Instruction A: Repeat the entries word for word, from the line containing "Return a point for each instance of the player in" through the last line of the entries, both ends included.

=== Text provided ===

# Parenthesis



## K Pedals (Jul 29, 2019)

Just got this done and it’s working good but when it’s bypassed there’s a high pitched whine???? Any ideas??


----------



## K Pedals (Jul 29, 2019)

And when I move the knobs in the distortion section it affects it in bypass...


----------



## Nostradoomus (Jul 29, 2019)

What kind of power supply have you got?


----------



## K Pedals (Jul 29, 2019)

I figured it out... the jumper from lug 1 and lug 7 on the 3rd footswitch is missing from the wiring diagram...


----------



## Fuzzonaut (Jul 31, 2019)

K Pedals said:


> I figured it out... the jumper from lug 1 and lug 7 on the 3rd footswitch is missing from the wiring diagram...



Thanks for pointing this out, but shouldn't the missing jumper go from lug 1 to lug *6 ... *? 
Like this:





Just visually double checking to make sure. I get easily confused with footswitch wiring ...


----------



## chongmagic (Jul 31, 2019)

Fuzzonaut said:


> Thanks for pointing this out, but shouldn't the missing jumper go from lug 1 to lug *6 ... *?
> Like this:
> 
> View attachment 965
> ...



I believe K Pedals meant 6, yes 1 to 6 would be correct.


----------



## K Pedals (Jul 31, 2019)

Fuzzonaut said:


> Thanks for pointing this out, but shouldn't the missing jumper go from lug 1 to lug *6 ... *?
> Like this:
> 
> View attachment 965
> ...


Yeah that’s right...


----------



## Allthumbs (Aug 4, 2019)

Can 3DPT boards be used on all 3 foot switches?


----------



## K Pedals (Aug 4, 2019)

Yeah 3PDT on all of em...


----------



## Robert (Aug 4, 2019)

Allthumbs said:


> Can 3DPT boards be used on all 3 foot switches?

=== Given records ===

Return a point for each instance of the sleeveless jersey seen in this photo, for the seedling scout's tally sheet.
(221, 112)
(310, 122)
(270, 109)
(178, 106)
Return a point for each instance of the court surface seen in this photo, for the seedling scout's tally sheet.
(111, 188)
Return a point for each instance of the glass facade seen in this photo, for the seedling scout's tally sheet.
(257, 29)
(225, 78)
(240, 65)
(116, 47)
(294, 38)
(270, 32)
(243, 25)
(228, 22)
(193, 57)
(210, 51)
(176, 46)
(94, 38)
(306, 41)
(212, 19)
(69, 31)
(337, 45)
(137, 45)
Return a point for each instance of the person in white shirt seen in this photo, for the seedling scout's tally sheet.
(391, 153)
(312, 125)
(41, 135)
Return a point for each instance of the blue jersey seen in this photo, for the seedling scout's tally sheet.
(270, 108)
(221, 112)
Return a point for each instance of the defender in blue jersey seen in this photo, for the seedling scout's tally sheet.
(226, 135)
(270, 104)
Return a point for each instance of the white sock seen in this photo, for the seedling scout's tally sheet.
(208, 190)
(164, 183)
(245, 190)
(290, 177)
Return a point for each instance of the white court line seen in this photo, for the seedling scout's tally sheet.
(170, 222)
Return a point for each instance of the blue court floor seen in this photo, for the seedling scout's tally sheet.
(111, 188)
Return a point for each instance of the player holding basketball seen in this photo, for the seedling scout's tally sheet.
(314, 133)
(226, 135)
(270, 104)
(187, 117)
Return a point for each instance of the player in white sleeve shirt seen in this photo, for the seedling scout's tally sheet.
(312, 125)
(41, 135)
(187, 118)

===

Instruction B: In the forum thread, list every username that appears as the author of a post, giving each name once.

Final answer A:
Return a point for each instance of the player in white sleeve shirt seen in this photo, for the seedling scout's tally sheet.
(312, 125)
(41, 135)
(187, 118)

Final answer B:
K Pedals
Nostradoomus
Fuzzonaut
chongmagic
Allthumbs
Robert